-- Text block --
Segment Open
What remains of me
I began living on my own at 16, not fully, perhaps, but far enough from home to feel it. Senior high school brought me to Quezon City, and college kept me in the metro.
Living alone in the city wasn’t easy at first. I remember crying myself to sleep on some nights, overwhelmed by the silence, homesickness, and the weight of expectations. I struggled to cook meals for one, to manage my time, to keep myself afloat. But over time, it became bearable, even beautiful.
I started to relish the freedom, the autonomy, the space to figure out who I was without the shadow of home. There, in the noise and loneliness of the metro, I began to know myself. I made friends. I fell in love with life’s little rituals: coffee dates, the late-night walks, the thrill of navigating things on my own.
My visits home became occasional, on weekends, or sometimes just twice a month. The only long pauses were during the holidays and in those uncertain months of the pandemic, when time stood still for all of us.
When the lockdowns lifted, I ran back to the life I was building—fast-paced, driven, full of motion. I packed my world into two oversized boxes and a backpack and moved back to the city for work. It wasn’t glamorous, but it was mine. I worked as a corporate slave and took freelance gigs on the side. I survived off side hustles, project-based contracts, and cheap takeout. Money was tight, but life was rich in experiences. I was growing professionally and even emotionally. I was proud of the life I was crafting, slowly but surely.
Then my mother died, suddenly, without warning. And everything I had built began to crumble.
Grief has a way of freezing time. One moment, I was scheduling client calls and planning my next apartment move, and the next, I was on a motorcycle headed home with my world turned upside down. Her absence was deafening. Her responsibilities became mine even before I had the chance to understand the loss.
It has been eight months since I came back. This is the longest I’ve stayed in this rural hometown. I live with my not-so-little sister and my father, who is getting old faster than I’d like to admit. And the truth is: I miss my old life. I miss the independence, the spontaneity, the version of me who only had to think about herself—not whether there’s food in the fridge, clean laundry in the basket, or someone to talk to over dinner.
Life here drains me in ways that are hard to explain. I’ve become a full-time homemaker, part-time job seeker, unpaid therapist, reluctant breadwinner to say the least. I take care of the chores, I handle the bills, I stretch what little income we have to cover what it can, not just for our family but sometimes even for extended relatives who quietly depend on me, too. There’s no room to dream. I feel stagnant, stuck, and left behind, watching peers move forward while I try to hold this house together.
These days, I feel trapped. My father needs care. My sister is focused on her studies. My brother has his own family. And so, I stay. I picked up the responsibilities my mother left behind. I hold the line. But somewhere deep inside me, the girl from Manila still aches, the one who dreamed, who chased purpose and ambition in the heart of the city. I want to go back. I want to build a career, a home of my own, a future with the person I love. But here I am, caught between duty and desire, between who I am and who I want to become.
Segment Closed
-- What you will do --
1. In the essay, how long has the writer been back in the rural hometown?
2. Retype the essay passage that opens with "What remains of" and ends with "in the metro.".

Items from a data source
Segment Open
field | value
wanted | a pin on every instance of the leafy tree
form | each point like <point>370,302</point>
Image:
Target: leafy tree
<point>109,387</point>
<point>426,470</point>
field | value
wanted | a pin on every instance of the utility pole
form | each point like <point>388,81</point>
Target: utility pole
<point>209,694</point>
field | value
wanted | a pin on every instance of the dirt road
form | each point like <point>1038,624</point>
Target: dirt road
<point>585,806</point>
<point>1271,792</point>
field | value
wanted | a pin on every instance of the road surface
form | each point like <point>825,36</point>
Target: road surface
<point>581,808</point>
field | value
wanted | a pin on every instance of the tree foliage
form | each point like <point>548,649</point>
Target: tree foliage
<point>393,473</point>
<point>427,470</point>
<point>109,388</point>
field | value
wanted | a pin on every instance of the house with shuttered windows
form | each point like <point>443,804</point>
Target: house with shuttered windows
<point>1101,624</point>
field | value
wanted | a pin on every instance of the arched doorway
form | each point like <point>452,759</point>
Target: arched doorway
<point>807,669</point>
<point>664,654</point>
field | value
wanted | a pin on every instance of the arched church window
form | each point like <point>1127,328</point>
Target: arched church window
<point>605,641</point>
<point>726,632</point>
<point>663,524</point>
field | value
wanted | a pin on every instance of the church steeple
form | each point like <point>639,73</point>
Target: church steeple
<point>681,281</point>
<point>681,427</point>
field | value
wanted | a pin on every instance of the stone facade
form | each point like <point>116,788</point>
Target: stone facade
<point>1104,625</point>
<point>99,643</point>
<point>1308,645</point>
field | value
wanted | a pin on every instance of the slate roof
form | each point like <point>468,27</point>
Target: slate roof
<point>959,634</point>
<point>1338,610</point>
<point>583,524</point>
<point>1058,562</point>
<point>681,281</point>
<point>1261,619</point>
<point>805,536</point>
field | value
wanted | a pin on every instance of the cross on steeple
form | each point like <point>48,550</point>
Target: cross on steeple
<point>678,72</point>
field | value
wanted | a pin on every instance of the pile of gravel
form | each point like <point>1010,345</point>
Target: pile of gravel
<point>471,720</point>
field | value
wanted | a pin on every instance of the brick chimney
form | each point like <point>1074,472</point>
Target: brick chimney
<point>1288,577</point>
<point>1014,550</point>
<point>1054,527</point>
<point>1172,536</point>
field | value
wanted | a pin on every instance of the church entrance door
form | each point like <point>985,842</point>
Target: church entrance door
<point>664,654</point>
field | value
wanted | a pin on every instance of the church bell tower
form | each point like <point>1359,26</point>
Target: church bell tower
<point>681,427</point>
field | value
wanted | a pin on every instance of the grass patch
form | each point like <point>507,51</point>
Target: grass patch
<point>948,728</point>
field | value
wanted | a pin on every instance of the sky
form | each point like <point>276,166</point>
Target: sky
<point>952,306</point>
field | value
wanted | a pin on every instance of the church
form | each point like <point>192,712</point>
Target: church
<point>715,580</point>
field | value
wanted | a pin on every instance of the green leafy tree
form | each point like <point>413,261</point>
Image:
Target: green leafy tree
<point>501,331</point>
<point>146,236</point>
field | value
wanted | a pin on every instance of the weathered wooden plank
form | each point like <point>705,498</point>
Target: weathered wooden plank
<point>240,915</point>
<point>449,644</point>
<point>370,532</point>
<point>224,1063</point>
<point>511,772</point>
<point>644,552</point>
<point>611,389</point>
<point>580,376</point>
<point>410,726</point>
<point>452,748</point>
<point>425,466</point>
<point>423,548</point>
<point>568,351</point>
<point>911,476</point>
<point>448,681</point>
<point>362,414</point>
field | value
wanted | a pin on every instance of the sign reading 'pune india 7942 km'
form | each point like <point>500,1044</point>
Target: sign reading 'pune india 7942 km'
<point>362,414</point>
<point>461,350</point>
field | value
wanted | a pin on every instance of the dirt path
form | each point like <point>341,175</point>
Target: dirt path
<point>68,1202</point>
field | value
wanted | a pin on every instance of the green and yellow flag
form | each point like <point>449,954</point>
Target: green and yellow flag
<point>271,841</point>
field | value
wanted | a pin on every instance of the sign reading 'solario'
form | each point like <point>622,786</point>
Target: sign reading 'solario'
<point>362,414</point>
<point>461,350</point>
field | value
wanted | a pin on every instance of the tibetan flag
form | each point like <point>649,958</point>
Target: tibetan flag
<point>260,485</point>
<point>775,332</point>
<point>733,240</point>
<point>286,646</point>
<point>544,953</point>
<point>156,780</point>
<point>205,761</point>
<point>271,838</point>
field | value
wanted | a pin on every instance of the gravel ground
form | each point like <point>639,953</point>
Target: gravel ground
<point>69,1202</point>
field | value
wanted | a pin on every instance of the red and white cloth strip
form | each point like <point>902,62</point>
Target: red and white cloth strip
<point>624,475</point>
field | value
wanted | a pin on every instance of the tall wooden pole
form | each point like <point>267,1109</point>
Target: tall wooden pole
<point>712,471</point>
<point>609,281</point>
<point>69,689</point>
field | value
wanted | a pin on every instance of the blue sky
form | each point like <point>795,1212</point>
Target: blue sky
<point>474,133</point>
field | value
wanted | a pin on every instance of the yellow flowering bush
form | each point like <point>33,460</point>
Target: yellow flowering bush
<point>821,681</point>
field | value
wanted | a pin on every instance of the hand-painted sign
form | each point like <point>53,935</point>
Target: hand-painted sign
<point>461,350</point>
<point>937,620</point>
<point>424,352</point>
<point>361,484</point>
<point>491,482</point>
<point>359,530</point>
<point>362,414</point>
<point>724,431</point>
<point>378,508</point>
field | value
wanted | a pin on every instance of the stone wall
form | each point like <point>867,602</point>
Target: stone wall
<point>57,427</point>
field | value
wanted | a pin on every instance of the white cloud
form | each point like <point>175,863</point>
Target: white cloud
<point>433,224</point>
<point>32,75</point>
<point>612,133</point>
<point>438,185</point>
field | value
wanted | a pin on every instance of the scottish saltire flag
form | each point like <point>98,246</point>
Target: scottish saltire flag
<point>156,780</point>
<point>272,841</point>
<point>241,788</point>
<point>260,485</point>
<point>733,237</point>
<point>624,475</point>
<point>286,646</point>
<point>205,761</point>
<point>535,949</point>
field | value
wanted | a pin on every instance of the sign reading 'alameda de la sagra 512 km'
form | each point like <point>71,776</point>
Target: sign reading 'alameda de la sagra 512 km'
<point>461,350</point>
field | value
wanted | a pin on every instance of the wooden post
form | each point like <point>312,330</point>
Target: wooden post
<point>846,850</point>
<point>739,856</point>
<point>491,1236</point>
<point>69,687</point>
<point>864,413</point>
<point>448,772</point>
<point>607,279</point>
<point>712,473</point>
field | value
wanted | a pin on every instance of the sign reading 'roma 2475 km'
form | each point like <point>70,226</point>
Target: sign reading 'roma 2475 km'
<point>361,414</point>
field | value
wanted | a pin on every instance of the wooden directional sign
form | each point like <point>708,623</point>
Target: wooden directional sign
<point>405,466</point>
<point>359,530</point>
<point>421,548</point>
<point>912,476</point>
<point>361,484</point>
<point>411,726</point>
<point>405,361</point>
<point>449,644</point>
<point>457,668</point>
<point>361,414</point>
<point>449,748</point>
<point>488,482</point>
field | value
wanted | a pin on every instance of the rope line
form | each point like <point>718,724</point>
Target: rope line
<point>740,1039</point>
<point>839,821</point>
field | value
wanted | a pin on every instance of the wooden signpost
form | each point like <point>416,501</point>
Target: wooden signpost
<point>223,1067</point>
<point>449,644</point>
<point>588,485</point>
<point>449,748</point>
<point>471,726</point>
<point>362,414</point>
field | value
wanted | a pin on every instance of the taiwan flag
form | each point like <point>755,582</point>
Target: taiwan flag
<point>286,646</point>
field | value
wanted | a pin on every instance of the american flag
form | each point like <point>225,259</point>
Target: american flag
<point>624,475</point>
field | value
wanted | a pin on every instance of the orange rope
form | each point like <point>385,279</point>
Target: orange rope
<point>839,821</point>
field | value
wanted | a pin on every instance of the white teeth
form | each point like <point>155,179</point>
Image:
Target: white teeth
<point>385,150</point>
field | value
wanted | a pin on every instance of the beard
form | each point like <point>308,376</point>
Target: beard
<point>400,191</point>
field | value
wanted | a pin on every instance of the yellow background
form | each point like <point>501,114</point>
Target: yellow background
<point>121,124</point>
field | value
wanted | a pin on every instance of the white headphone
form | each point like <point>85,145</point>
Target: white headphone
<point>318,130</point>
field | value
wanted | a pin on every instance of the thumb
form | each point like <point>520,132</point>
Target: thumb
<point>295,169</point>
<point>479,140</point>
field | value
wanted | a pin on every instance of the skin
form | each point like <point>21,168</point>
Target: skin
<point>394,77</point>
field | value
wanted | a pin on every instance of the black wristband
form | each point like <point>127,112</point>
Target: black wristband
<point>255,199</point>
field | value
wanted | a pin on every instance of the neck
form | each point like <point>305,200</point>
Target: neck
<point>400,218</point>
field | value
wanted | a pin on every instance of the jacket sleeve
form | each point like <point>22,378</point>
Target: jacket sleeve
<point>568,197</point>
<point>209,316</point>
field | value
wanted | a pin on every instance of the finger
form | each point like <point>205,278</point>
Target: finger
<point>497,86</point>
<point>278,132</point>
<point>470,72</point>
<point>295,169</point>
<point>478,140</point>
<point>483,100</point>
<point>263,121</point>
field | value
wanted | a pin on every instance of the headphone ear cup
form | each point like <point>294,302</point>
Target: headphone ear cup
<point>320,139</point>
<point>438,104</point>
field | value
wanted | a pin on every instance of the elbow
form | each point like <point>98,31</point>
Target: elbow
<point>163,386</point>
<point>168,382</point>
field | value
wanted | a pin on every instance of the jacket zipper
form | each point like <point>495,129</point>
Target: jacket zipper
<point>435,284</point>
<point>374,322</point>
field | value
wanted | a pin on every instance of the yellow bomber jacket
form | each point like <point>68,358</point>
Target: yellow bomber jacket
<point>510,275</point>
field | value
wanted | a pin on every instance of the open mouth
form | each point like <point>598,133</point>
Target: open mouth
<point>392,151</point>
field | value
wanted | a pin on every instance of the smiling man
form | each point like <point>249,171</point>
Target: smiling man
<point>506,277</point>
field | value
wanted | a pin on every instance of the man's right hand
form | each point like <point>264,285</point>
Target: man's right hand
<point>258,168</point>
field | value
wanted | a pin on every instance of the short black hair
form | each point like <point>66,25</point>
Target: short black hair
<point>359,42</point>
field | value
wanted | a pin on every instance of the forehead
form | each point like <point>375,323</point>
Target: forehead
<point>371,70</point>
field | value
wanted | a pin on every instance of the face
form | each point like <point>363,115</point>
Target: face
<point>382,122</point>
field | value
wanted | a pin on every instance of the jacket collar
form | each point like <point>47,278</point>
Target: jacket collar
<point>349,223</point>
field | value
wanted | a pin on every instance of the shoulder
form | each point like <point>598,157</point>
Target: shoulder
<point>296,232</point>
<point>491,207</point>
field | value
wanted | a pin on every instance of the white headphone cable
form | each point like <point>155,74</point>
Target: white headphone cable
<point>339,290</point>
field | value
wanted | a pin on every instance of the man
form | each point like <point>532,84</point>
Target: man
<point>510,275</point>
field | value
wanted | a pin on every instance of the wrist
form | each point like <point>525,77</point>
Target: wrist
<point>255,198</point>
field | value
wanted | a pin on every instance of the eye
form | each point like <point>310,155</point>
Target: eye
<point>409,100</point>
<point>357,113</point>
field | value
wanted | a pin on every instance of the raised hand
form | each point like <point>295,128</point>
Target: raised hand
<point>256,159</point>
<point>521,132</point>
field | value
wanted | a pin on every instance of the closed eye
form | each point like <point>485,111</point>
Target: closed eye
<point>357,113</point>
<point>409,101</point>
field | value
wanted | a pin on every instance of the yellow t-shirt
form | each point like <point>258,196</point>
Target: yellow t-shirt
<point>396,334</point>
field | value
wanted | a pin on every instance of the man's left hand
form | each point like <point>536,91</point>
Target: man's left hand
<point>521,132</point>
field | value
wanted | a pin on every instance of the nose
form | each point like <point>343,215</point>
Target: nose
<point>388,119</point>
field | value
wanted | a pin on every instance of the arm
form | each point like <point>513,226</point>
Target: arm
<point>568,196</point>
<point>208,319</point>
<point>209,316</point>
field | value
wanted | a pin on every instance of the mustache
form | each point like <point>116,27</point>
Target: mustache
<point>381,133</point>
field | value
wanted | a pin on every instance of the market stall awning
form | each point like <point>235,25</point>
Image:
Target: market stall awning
Segment Closed
-- Responses to the exercise --
1. Eight months.

2.
What remains of me
I began living on my own at 16, not fully, perhaps, but far enough from home to feel it. Senior high school brought me to Quezon City, and college kept me in the metro.